### Passage for review
□ □ □
Aurum Award winner Nada Haidar pays it forward through community service
By Allison Barss
Aurum Award recipient Nada Haidar (BSc’93, DDS’97) can recall from an early age how it felt to be offered a helping hand. Her hard-working parents, both hairstylists, emigrated from Lebanon in the 1960s. “Growing up, we were given everything, when we had nothing,” she says. “I wouldn’t be where I am today without help and advice.”
Now, Haidar thrives on offering others that same feeling.
Today, she is a Halifax-based dentist, educator and active community volunteer. She teaches at Dalhousie’s Faculty of Dentistry and practices at her dental clinic in Halifax, but her favourite day of the week is the day she volunteers at the North End Community Health Centre (NECHC)’s Dental Clinic.
A ripple effect
It was a 2019 trip to Honduras with her daughter, Mya (a 2022 Dal Science grad and aspiring dentist, pictured right) through Global Brigades — an international, non-profit organization that strives to meet a community’s health and economic goals — that opened her eyes to the gift she could offer others.
“For one week, we visited different villages and treated patients,” she says. “It felt like we were really doing good, like we were really making a difference. It proved to me that change can start with one person. It only takes one pebble in the ocean to create a ripple.”
When the pandemic hit in 2020, it grounded their international volunteer efforts. Soon after, Haidar’s mother, Naomi, became very ill and was eventually hospitalized.
“My mother had always been strong and independent, but my biggest fear was realized when I saw that I couldn’t help her,” she says. “I knew I had to channel my sadness into a more positive energy, so I came back to volunteering. Helping others became my way of helping her.”
And so began Haidar and Mya’s journey volunteering with the NECHC.
“It took some time to earn the patients’ trust. They needed to see that we’d be a consistent part of their community.”
It’s the appreciation from her patients that keeps bringing her back to the NECHC. “When you give someone back their smile, you give them back their self esteem,” she adds. “It’s life changing. I was put on this planet to help make that life change.”
Naomi’s Outreach Fund
In the summer of 2021 when Haidar’s mother (pictured left) passed away, she began to consider other ways to keep her memory – and generous spirit – alive. Haidar had been donating to the Faculty of Dentistry since graduating in 1997 and decided to set up a new fund in her late mother’s name.
Over five years, Naomi’s Outreach Fund, like Haidar’s community volunteer efforts, will help make it possible for disadvantaged community members to receive oral health care that would otherwise not be possible for them.
“It’s the perfect way to honour my mother,” Haidar says. “Helping others to look and feel their best was part of her career, too. I know she would have wanted this.”
The gift of giving
In December of 2021, Haidar and Mya, along with the team at the NECHC, expanded their volunteer efforts and helped organize the clinic’s first Dental Blitzen, an event that offered free extractions and restorations to help clear a backlog of dental work caused by the pandemic.
“It was Mya’s idea, originally, to perform as much dentistry as we could over the holidays,” Haidar says. “I told her, ‘I have a better idea. Grab my contact book.’” They reached out to dentists from across Nova Scotia, many of whom quickly responded and were eager to help, and together they provided over $50,000 in free dentistry to community members in need.
The Blitzen continues as an annual event at the NECHC, one that Haidar, Mya, local dentists and community members look forward to every year.
“It’s not about what you have, it’s about what you’ve done – that’s my greatest lesson in this life,” she says. “It’s the legacy you leave behind, and how you’ve helped others. Being able to change someone’s life, that’s what dentistry has done for me, and continues to do for others.”
□ □ □
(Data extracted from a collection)
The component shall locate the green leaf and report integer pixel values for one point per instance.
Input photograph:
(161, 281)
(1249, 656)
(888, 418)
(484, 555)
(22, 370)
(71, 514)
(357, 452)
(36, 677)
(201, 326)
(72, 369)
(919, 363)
□ □ □
### Apply what you read
a: Please retype the profile of Nada Haidar, starting with "Now, Haidar thrives" and going on through "(NECHC)’s Dental Clinic.".
b: List every country, province, and city named in the profile of Nada Haidar.

### Responses
a:
Now, Haidar thrives on offering others that same feeling.
Today, she is a Halifax-based dentist, educator and active community volunteer. She teaches at Dalhousie’s Faculty of Dentistry and practices at her dental clinic in Halifax, but her favourite day of the week is the day she volunteers at the North End Community Health Centre (NECHC)’s Dental Clinic.

b: Lebanon, Halifax, Honduras, Nova Scotia